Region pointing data
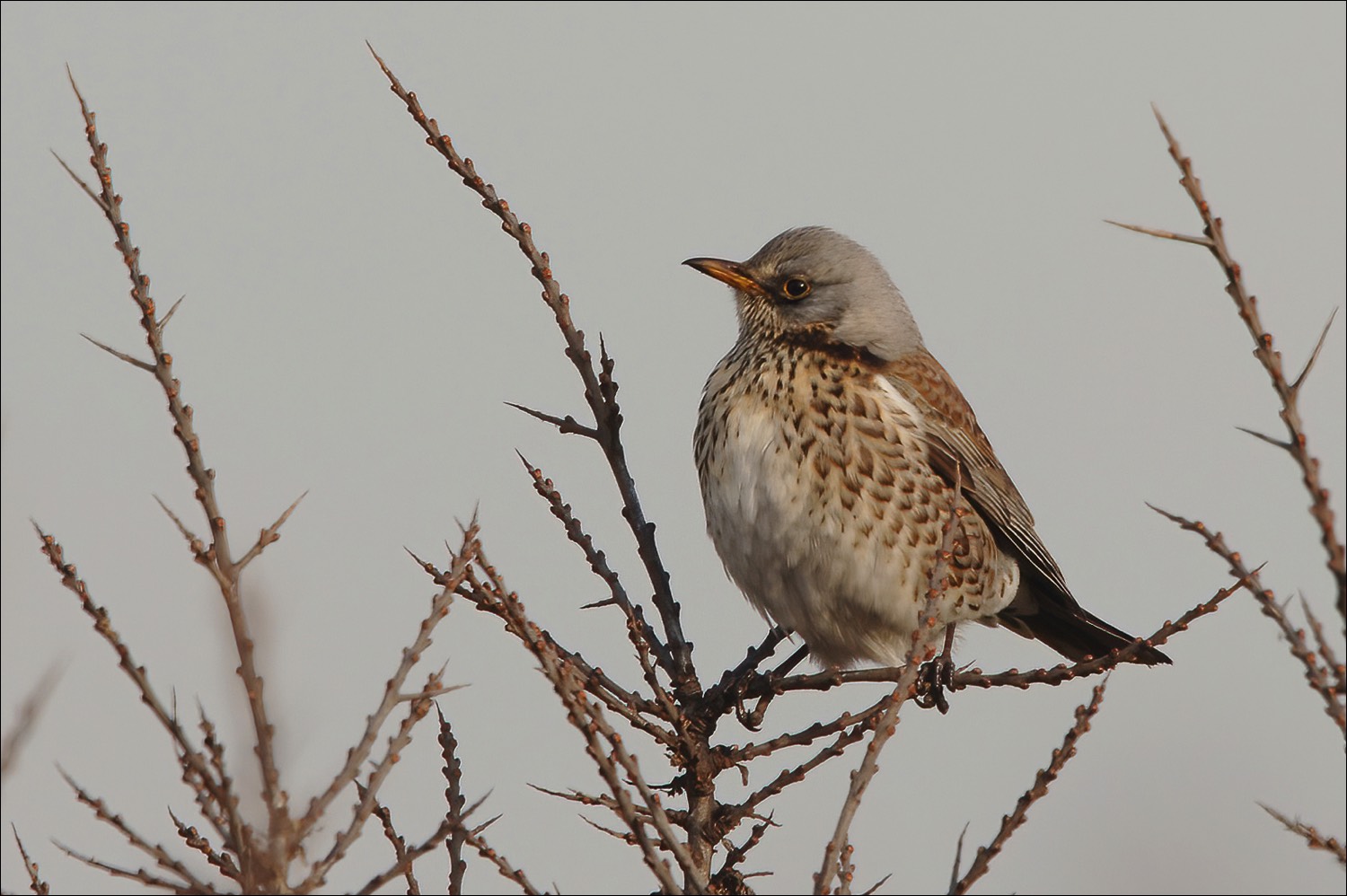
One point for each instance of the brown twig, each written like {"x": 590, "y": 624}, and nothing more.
{"x": 35, "y": 882}
{"x": 600, "y": 388}
{"x": 1009, "y": 823}
{"x": 193, "y": 839}
{"x": 603, "y": 744}
{"x": 1314, "y": 839}
{"x": 453, "y": 771}
{"x": 1317, "y": 674}
{"x": 26, "y": 720}
{"x": 398, "y": 842}
{"x": 643, "y": 637}
{"x": 1288, "y": 393}
{"x": 417, "y": 710}
{"x": 357, "y": 756}
{"x": 218, "y": 558}
{"x": 158, "y": 853}
{"x": 197, "y": 769}
{"x": 919, "y": 653}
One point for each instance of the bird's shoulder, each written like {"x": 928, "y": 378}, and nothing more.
{"x": 961, "y": 451}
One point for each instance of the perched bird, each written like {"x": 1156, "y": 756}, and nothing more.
{"x": 829, "y": 442}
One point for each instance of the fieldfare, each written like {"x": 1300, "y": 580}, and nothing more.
{"x": 829, "y": 444}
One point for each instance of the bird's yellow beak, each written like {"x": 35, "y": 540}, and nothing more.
{"x": 729, "y": 272}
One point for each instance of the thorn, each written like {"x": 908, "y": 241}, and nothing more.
{"x": 1314, "y": 356}
{"x": 1269, "y": 439}
{"x": 80, "y": 180}
{"x": 143, "y": 365}
{"x": 568, "y": 425}
{"x": 1164, "y": 234}
{"x": 164, "y": 320}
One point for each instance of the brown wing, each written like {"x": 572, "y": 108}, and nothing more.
{"x": 956, "y": 438}
{"x": 1043, "y": 608}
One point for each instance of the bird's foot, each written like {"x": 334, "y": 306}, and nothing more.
{"x": 937, "y": 677}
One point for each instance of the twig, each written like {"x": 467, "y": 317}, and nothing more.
{"x": 35, "y": 882}
{"x": 1314, "y": 839}
{"x": 1009, "y": 823}
{"x": 392, "y": 689}
{"x": 27, "y": 720}
{"x": 197, "y": 769}
{"x": 399, "y": 845}
{"x": 920, "y": 653}
{"x": 218, "y": 554}
{"x": 1288, "y": 393}
{"x": 1317, "y": 675}
{"x": 158, "y": 853}
{"x": 600, "y": 388}
{"x": 454, "y": 796}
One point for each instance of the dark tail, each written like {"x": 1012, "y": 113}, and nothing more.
{"x": 1044, "y": 613}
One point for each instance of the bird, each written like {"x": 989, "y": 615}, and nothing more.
{"x": 832, "y": 448}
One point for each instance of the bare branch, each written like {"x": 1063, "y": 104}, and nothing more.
{"x": 1314, "y": 839}
{"x": 1009, "y": 823}
{"x": 132, "y": 361}
{"x": 600, "y": 388}
{"x": 1163, "y": 234}
{"x": 35, "y": 882}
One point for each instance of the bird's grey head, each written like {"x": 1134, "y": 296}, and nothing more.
{"x": 816, "y": 280}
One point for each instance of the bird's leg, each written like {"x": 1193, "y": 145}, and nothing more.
{"x": 938, "y": 675}
{"x": 753, "y": 721}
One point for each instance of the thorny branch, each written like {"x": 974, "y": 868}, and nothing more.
{"x": 1042, "y": 780}
{"x": 600, "y": 387}
{"x": 1288, "y": 392}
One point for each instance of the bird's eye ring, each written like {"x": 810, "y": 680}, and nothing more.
{"x": 797, "y": 288}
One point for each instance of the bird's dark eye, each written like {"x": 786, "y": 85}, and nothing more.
{"x": 797, "y": 288}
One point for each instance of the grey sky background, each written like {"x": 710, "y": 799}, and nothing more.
{"x": 355, "y": 323}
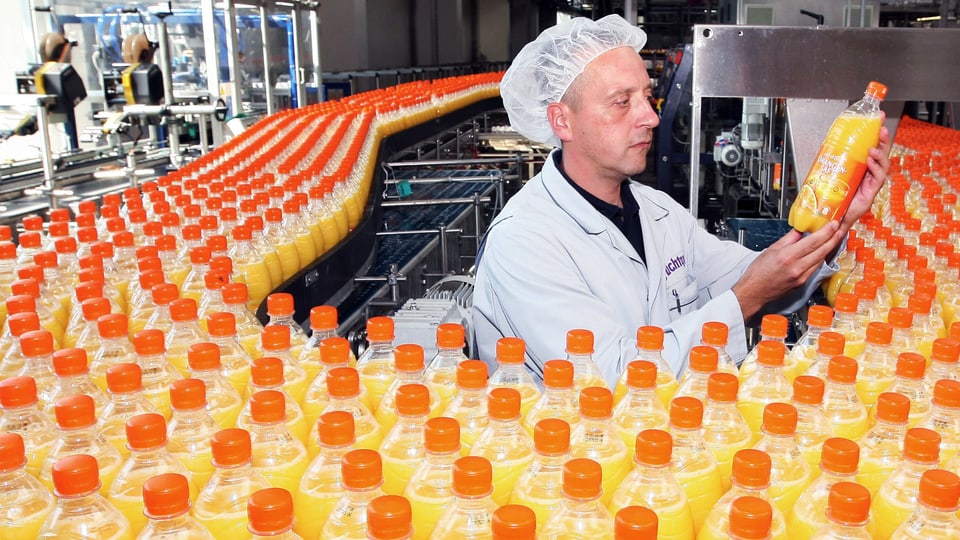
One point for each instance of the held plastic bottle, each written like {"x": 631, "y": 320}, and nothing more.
{"x": 840, "y": 164}
{"x": 935, "y": 516}
{"x": 25, "y": 503}
{"x": 81, "y": 511}
{"x": 430, "y": 489}
{"x": 581, "y": 514}
{"x": 559, "y": 397}
{"x": 881, "y": 448}
{"x": 362, "y": 480}
{"x": 221, "y": 505}
{"x": 504, "y": 443}
{"x": 724, "y": 429}
{"x": 651, "y": 484}
{"x": 838, "y": 463}
{"x": 510, "y": 373}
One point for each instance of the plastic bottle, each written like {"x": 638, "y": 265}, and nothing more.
{"x": 503, "y": 442}
{"x": 790, "y": 475}
{"x": 897, "y": 497}
{"x": 881, "y": 448}
{"x": 376, "y": 364}
{"x": 510, "y": 373}
{"x": 21, "y": 416}
{"x": 408, "y": 364}
{"x": 190, "y": 429}
{"x": 362, "y": 480}
{"x": 581, "y": 509}
{"x": 773, "y": 327}
{"x": 26, "y": 502}
{"x": 441, "y": 372}
{"x": 81, "y": 511}
{"x": 221, "y": 505}
{"x": 724, "y": 429}
{"x": 147, "y": 442}
{"x": 640, "y": 409}
{"x": 694, "y": 466}
{"x": 840, "y": 164}
{"x": 469, "y": 404}
{"x": 935, "y": 516}
{"x": 559, "y": 397}
{"x": 430, "y": 489}
{"x": 77, "y": 434}
{"x": 766, "y": 385}
{"x": 751, "y": 478}
{"x": 652, "y": 484}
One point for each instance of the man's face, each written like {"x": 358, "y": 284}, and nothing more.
{"x": 611, "y": 119}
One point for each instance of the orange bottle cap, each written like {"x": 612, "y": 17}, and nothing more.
{"x": 510, "y": 350}
{"x": 124, "y": 378}
{"x": 268, "y": 407}
{"x": 166, "y": 496}
{"x": 751, "y": 468}
{"x": 581, "y": 479}
{"x": 146, "y": 431}
{"x": 779, "y": 419}
{"x": 557, "y": 374}
{"x": 76, "y": 411}
{"x": 839, "y": 456}
{"x": 714, "y": 333}
{"x": 75, "y": 475}
{"x": 441, "y": 435}
{"x": 686, "y": 412}
{"x": 270, "y": 511}
{"x": 450, "y": 336}
{"x": 503, "y": 404}
{"x": 842, "y": 369}
{"x": 848, "y": 504}
{"x": 389, "y": 517}
{"x": 361, "y": 469}
{"x": 580, "y": 342}
{"x": 188, "y": 394}
{"x": 650, "y": 338}
{"x": 654, "y": 447}
{"x": 893, "y": 407}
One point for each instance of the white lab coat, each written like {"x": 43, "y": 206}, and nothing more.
{"x": 550, "y": 262}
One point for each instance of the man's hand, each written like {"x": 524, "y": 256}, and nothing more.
{"x": 784, "y": 266}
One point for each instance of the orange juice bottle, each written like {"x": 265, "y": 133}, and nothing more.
{"x": 790, "y": 474}
{"x": 692, "y": 463}
{"x": 81, "y": 511}
{"x": 503, "y": 442}
{"x": 766, "y": 385}
{"x": 321, "y": 486}
{"x": 362, "y": 480}
{"x": 725, "y": 431}
{"x": 840, "y": 164}
{"x": 838, "y": 463}
{"x": 897, "y": 497}
{"x": 751, "y": 478}
{"x": 640, "y": 409}
{"x": 190, "y": 429}
{"x": 431, "y": 487}
{"x": 652, "y": 484}
{"x": 559, "y": 398}
{"x": 881, "y": 448}
{"x": 222, "y": 503}
{"x": 510, "y": 372}
{"x": 469, "y": 404}
{"x": 773, "y": 327}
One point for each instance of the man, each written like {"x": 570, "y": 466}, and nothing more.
{"x": 581, "y": 246}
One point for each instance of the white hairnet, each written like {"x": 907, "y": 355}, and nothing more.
{"x": 545, "y": 68}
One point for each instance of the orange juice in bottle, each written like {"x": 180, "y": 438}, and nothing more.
{"x": 840, "y": 164}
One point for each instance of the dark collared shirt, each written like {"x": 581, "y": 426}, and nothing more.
{"x": 627, "y": 219}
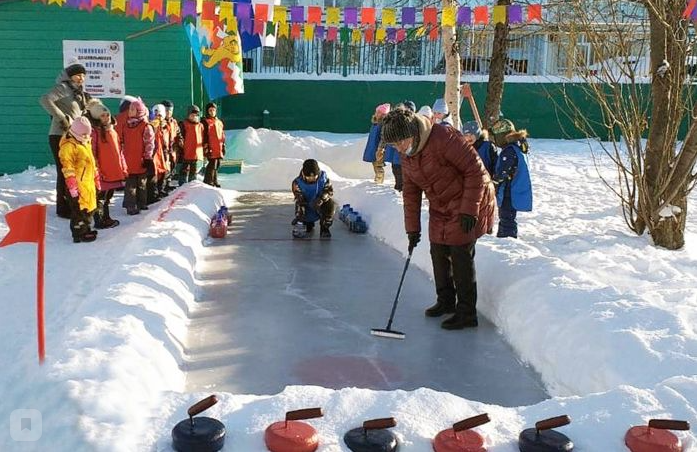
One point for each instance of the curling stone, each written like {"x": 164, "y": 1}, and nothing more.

◆ **What to produce**: An exact copy of the entries above is required, with the pictures left out.

◆ **Response to this task**:
One point for each instance of the brown twig, each written like {"x": 590, "y": 624}, and nothing more.
{"x": 35, "y": 882}
{"x": 600, "y": 388}
{"x": 1009, "y": 823}
{"x": 193, "y": 839}
{"x": 603, "y": 744}
{"x": 1314, "y": 839}
{"x": 453, "y": 771}
{"x": 1317, "y": 674}
{"x": 26, "y": 720}
{"x": 398, "y": 842}
{"x": 643, "y": 637}
{"x": 1288, "y": 393}
{"x": 417, "y": 710}
{"x": 357, "y": 756}
{"x": 218, "y": 558}
{"x": 158, "y": 853}
{"x": 197, "y": 769}
{"x": 919, "y": 653}
One point for each instance of the bird's shoulder, each written like {"x": 928, "y": 378}, and nothing more.
{"x": 961, "y": 451}
One point for each instance of the perched bird, each written like {"x": 1156, "y": 756}, and nothing more.
{"x": 829, "y": 442}
One point for each instance of the fieldfare, each written like {"x": 1300, "y": 580}, and nothing more.
{"x": 829, "y": 444}
One point for each instance of the bird's yellow beak, each written like {"x": 35, "y": 540}, and nothing more.
{"x": 729, "y": 272}
One point for each instance of the thorn, each written like {"x": 908, "y": 241}, and nothing more.
{"x": 1314, "y": 356}
{"x": 1269, "y": 439}
{"x": 80, "y": 180}
{"x": 143, "y": 365}
{"x": 568, "y": 425}
{"x": 1164, "y": 234}
{"x": 164, "y": 320}
One point for each instance of the brown wing, each written like {"x": 572, "y": 108}, and nothing more.
{"x": 956, "y": 438}
{"x": 1043, "y": 608}
One point for each instance of the bird's foot, each written like {"x": 334, "y": 306}, and nothing more.
{"x": 937, "y": 677}
One point for each instance of the twig, each written like {"x": 467, "y": 317}, and nothing more.
{"x": 35, "y": 882}
{"x": 1314, "y": 839}
{"x": 1009, "y": 823}
{"x": 392, "y": 689}
{"x": 27, "y": 720}
{"x": 197, "y": 769}
{"x": 399, "y": 845}
{"x": 920, "y": 653}
{"x": 218, "y": 554}
{"x": 1288, "y": 393}
{"x": 1317, "y": 675}
{"x": 158, "y": 853}
{"x": 600, "y": 388}
{"x": 454, "y": 796}
One point for each instance of the dark tail, each written like {"x": 1012, "y": 113}, and nothing more.
{"x": 1044, "y": 613}
One point for each instance of the bird, each written like {"x": 989, "y": 615}, and nothing more.
{"x": 832, "y": 448}
One point for each instance of the bare branch, each written like {"x": 1063, "y": 104}, and nothing more.
{"x": 1314, "y": 839}
{"x": 1009, "y": 823}
{"x": 132, "y": 361}
{"x": 600, "y": 388}
{"x": 1163, "y": 234}
{"x": 35, "y": 882}
One point for each instance of the bird's grey head, each written like {"x": 1134, "y": 296}, and nothing more.
{"x": 816, "y": 280}
One point for each instance of the bird's leg, each written like {"x": 1193, "y": 145}, and nothing more.
{"x": 938, "y": 675}
{"x": 753, "y": 721}
One point for each instance of the thorny branch, each written like {"x": 974, "y": 868}, and nothing more.
{"x": 1042, "y": 780}
{"x": 600, "y": 387}
{"x": 1288, "y": 392}
One point for each instance of the bird's eye ring, each written like {"x": 810, "y": 680}, and nothing more.
{"x": 797, "y": 288}
One point for each instance of the bird's dark eye, each written like {"x": 786, "y": 85}, and nothing more.
{"x": 797, "y": 288}
One point for each instance of the grey sky background, each written like {"x": 710, "y": 799}, and nothing more.
{"x": 355, "y": 323}
One point for each instance of the held plastic bottle, each written like {"x": 631, "y": 320}, and nothing more.
{"x": 840, "y": 164}
{"x": 935, "y": 516}
{"x": 25, "y": 503}
{"x": 81, "y": 511}
{"x": 430, "y": 489}
{"x": 581, "y": 514}
{"x": 559, "y": 397}
{"x": 881, "y": 448}
{"x": 362, "y": 480}
{"x": 221, "y": 505}
{"x": 504, "y": 443}
{"x": 724, "y": 429}
{"x": 651, "y": 484}
{"x": 838, "y": 463}
{"x": 510, "y": 373}
One point for each instance of the plastic bottle, each written like {"x": 638, "y": 265}, and nothing more.
{"x": 503, "y": 442}
{"x": 790, "y": 475}
{"x": 897, "y": 497}
{"x": 881, "y": 448}
{"x": 376, "y": 364}
{"x": 510, "y": 373}
{"x": 21, "y": 416}
{"x": 408, "y": 364}
{"x": 190, "y": 429}
{"x": 362, "y": 480}
{"x": 581, "y": 509}
{"x": 773, "y": 327}
{"x": 26, "y": 502}
{"x": 441, "y": 372}
{"x": 81, "y": 511}
{"x": 221, "y": 505}
{"x": 724, "y": 429}
{"x": 147, "y": 442}
{"x": 640, "y": 409}
{"x": 694, "y": 466}
{"x": 840, "y": 164}
{"x": 469, "y": 404}
{"x": 935, "y": 516}
{"x": 559, "y": 397}
{"x": 430, "y": 489}
{"x": 77, "y": 434}
{"x": 766, "y": 385}
{"x": 751, "y": 478}
{"x": 652, "y": 484}
One point for each instance of the man's face, each written like {"x": 358, "y": 284}, and nothing more.
{"x": 611, "y": 119}
One point for each instance of the orange bottle cap, each written like {"x": 612, "y": 17}, and nothing more.
{"x": 510, "y": 350}
{"x": 124, "y": 378}
{"x": 268, "y": 407}
{"x": 166, "y": 496}
{"x": 751, "y": 468}
{"x": 581, "y": 479}
{"x": 146, "y": 431}
{"x": 779, "y": 419}
{"x": 557, "y": 374}
{"x": 76, "y": 411}
{"x": 839, "y": 456}
{"x": 714, "y": 333}
{"x": 75, "y": 475}
{"x": 441, "y": 435}
{"x": 686, "y": 412}
{"x": 270, "y": 511}
{"x": 450, "y": 336}
{"x": 503, "y": 404}
{"x": 842, "y": 369}
{"x": 848, "y": 504}
{"x": 389, "y": 517}
{"x": 361, "y": 469}
{"x": 580, "y": 342}
{"x": 188, "y": 394}
{"x": 650, "y": 338}
{"x": 654, "y": 447}
{"x": 893, "y": 407}
One point for each instance of the white lab coat, each written like {"x": 43, "y": 206}, and nothing more.
{"x": 550, "y": 262}
One point for each instance of the man's hand, each written like {"x": 524, "y": 256}, and nothing more.
{"x": 784, "y": 266}
One point for each instance of the orange juice bottle, each written like {"x": 265, "y": 133}, and nothing more.
{"x": 790, "y": 474}
{"x": 692, "y": 463}
{"x": 81, "y": 511}
{"x": 503, "y": 442}
{"x": 766, "y": 385}
{"x": 321, "y": 486}
{"x": 362, "y": 480}
{"x": 725, "y": 431}
{"x": 840, "y": 164}
{"x": 838, "y": 463}
{"x": 897, "y": 497}
{"x": 751, "y": 478}
{"x": 640, "y": 409}
{"x": 190, "y": 429}
{"x": 431, "y": 487}
{"x": 652, "y": 484}
{"x": 559, "y": 398}
{"x": 881, "y": 448}
{"x": 222, "y": 503}
{"x": 510, "y": 372}
{"x": 469, "y": 404}
{"x": 773, "y": 327}
One point for each instance of the man, each written like {"x": 570, "y": 466}, and nothing more.
{"x": 581, "y": 246}
One point for each instance of the white hairnet, each written like {"x": 907, "y": 355}, and nothing more.
{"x": 545, "y": 68}
One point for each instance of the orange juice in bottle, each written like {"x": 180, "y": 438}, and nothing more.
{"x": 840, "y": 164}
One point for each instance of the dark collared shirt, each written like {"x": 581, "y": 426}, and nothing more.
{"x": 627, "y": 219}
One point for each instance of the curling stone, each written like {"x": 164, "y": 1}, and nothing more.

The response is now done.